Listed entries section start

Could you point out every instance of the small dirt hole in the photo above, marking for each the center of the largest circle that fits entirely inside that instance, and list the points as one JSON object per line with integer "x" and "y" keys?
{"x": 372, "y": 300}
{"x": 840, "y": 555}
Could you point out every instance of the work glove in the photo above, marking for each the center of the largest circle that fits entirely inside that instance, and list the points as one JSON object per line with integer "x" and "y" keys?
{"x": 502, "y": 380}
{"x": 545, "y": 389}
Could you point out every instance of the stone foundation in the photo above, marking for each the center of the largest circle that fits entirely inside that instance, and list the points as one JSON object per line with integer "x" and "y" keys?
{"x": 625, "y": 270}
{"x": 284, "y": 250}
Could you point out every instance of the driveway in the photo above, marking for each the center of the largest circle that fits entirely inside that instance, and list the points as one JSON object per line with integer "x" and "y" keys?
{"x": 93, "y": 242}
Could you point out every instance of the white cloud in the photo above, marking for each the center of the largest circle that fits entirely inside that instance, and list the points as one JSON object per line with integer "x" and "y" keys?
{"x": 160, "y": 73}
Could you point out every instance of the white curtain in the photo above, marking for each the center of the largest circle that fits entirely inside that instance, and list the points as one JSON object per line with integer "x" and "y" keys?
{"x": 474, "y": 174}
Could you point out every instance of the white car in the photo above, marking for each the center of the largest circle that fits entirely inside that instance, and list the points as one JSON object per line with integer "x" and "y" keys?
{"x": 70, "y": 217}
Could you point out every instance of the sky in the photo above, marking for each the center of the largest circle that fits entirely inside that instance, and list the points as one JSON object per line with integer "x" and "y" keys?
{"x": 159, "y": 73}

Listed entries section end

• Task brief: Every line from the one with "Could you point out every instance of the white curtain" to the end of the records above should be returned exactly, and no other lines.

• Response to the exercise:
Could you point out every instance of the white curtain in the photo above, marking for each the center of the largest circle that fits entirely inside that instance, and list the points as one JSON object per line with integer "x" and "y" keys?
{"x": 474, "y": 174}
Could you point out every instance of the white car in the photo above, marking for each the center of the largest circle that fits entirely inside that instance, and list the points as one JSON object per line with integer "x" and "y" keys?
{"x": 70, "y": 217}
Could you point out every instance of the sky in the photo above, marking for each the center of the largest circle that fits entirely inside that instance, and list the points as one JSON object per line with integer "x" and "y" keys?
{"x": 159, "y": 73}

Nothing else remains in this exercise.